# [Job]
Answer these questions using the forum post that follows.
1. In which repository does the writer record details of SI files?
2. What has the writer started adding in response to researchers' criticism that many metadata records were empty?
3. What example does the writer give of content that may not need a separate record?

+++ Passage

Hi Mary, all,
We regularly record details of SI files in the LSHTM data repository. This was motivated by a desire to showcase and maintain an institutional record of researchers' data outputs, including that held & published elsewhere. At first I simply catalogued these resources and directed people to the 3rd party website. However, to address researchers' criticism that many of our metadata records were empty I've started to add CC-licensed content where possible.
This is quite labour-intensive at the moment. I review each new publication in our repository for supplementary files and make a decision on whether it should be catalogued. This isn't particularly systematic, but covers factors such as:
1. Content type: Is it a survey, processing script, dataset, software, or other output?
2. Size/extent: Is there a substantial amount of data? There needs to be some cut-off limit for content. I'm not convinced we need to have a separate record for a summary table with less than 10 rows, for instance.

++++++
+++ Extracted material

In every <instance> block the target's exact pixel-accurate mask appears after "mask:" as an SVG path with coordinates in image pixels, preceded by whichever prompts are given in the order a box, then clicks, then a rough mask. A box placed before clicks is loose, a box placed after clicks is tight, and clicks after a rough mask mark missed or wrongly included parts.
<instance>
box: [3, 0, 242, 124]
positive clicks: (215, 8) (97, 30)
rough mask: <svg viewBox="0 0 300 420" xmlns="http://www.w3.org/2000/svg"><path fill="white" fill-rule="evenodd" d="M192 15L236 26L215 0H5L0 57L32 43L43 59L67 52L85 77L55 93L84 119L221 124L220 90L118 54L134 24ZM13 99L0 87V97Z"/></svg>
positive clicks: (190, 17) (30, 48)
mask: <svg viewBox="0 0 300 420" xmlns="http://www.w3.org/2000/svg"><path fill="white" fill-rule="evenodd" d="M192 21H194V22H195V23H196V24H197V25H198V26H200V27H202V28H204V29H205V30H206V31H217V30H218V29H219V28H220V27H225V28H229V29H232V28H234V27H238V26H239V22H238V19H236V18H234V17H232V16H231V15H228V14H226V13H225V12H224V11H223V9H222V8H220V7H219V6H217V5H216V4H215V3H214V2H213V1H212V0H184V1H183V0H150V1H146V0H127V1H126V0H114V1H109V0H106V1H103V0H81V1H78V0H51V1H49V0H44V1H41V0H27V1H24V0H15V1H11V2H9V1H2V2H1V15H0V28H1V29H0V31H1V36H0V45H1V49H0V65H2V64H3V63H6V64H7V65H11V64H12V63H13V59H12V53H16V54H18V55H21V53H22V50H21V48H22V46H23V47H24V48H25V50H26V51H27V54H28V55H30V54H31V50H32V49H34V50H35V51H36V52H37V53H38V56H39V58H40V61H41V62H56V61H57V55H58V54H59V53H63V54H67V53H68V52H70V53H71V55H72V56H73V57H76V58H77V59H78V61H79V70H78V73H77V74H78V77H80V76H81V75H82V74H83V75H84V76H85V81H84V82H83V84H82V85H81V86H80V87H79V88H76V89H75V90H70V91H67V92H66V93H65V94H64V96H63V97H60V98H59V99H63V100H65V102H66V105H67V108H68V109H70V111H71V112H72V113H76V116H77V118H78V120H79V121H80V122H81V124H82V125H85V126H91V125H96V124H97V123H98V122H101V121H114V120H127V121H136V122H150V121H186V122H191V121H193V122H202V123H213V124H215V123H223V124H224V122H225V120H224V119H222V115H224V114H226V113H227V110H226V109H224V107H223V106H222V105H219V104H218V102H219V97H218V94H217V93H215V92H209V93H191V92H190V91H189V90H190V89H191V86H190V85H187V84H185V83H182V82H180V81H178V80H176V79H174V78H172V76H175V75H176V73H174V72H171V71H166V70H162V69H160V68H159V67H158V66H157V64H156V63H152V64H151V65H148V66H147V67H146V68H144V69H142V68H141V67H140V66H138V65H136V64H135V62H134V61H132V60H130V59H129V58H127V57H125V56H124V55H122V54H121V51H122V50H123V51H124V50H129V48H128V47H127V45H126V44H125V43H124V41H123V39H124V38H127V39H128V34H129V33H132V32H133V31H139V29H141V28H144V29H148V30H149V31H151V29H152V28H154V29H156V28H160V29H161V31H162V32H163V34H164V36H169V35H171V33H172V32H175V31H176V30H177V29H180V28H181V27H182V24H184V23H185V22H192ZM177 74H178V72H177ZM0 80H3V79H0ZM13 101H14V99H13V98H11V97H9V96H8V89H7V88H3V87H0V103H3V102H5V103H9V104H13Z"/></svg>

++++++

# [Solution to this task]
1. The LSHTM data repository.
2. CC-licensed content, where possible.
3. A summary table with less than 10 rows.